■ Exercise passage
****************************************

Donna Summer is to this day considered the Queen of Disco thanks to her chart-topping hits throughout the 1970s, famous for her commanding stage presence, dramatic makeup and voluptuous curls. But a new documentary “Love to Love You, Donna Summer,” released on HBO Max on May 22, pulls back the glamorous mask that the singer hid behind throughout her fame to reveal her most intimate moments.
The film, co-directed by filmmaker Roger Ross Williams and Brooklyn Sudano (Summer’s daughter), pulls together home movies and archival footage from Summer’s life in order to tell a captivating story about her rise to fame and the internal troubles she consistently went back to when she left the stage. Clips from her performances — in which she effortlessly shimmies to songs like “On the Radio” and “MacArthur Park” and croons to ballads like “I Love You” — are contrasted with her moments backstage and at home, where she struggles with her artistic ambitions and being away with her children while on the road.

****************************************

■ Given data
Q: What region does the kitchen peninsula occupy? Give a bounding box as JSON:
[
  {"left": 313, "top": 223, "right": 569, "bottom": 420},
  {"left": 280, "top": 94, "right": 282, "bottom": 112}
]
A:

****************************************

■ Work to complete
[1] According to the Donna Summer passage, why is she still called the Queen of Disco?
[2] Retype the Donna Summer passage from "The film, co-directed" up to and including "on the road.".
[3] Extend the Donna Summer passage from where it stops.

■ Response list
[1] She is still called the Queen of Disco because of her chart-topping hits throughout the 1970s.

[2]
The film, co-directed by filmmaker Roger Ross Williams and Brooklyn Sudano (Summer’s daughter), pulls together home movies and archival footage from Summer’s life in order to tell a captivating story about her rise to fame and the internal troubles she consistently went back to when she left the stage. Clips from her performances — in which she effortlessly shimmies to songs like “On the Radio” and “MacArthur Park” and croons to ballads like “I Love You” — are contrasted with her moments backstage and at home, where she struggles with her artistic ambitions and being away with her children while on the road.

[3]
Overlayed atop the archival flow are featured interviews with Summer’s three daughers (Brooklyn and Amanda Sudano and Mimo Sommer) in addition to her husband Bruce Sudano. Their memories, all brimming with reverence, also shed light on the currents of despair she nurtured in private.
Of course, the film also covers the last period of her life when she was battling lung cancer. Before her death in 2012, at the age of 63, she refused to ever talk about the death, according to interviews with her husband.
“Summer died too young, but as ‘Love to Love You, Donna Summer’ captures,” PvNew film critic Owen Gleiberman wrote in his review, “the woman who made ‘I Feel Love’ into an anthem lifted you to a place where you couldn’t help but feel it too.”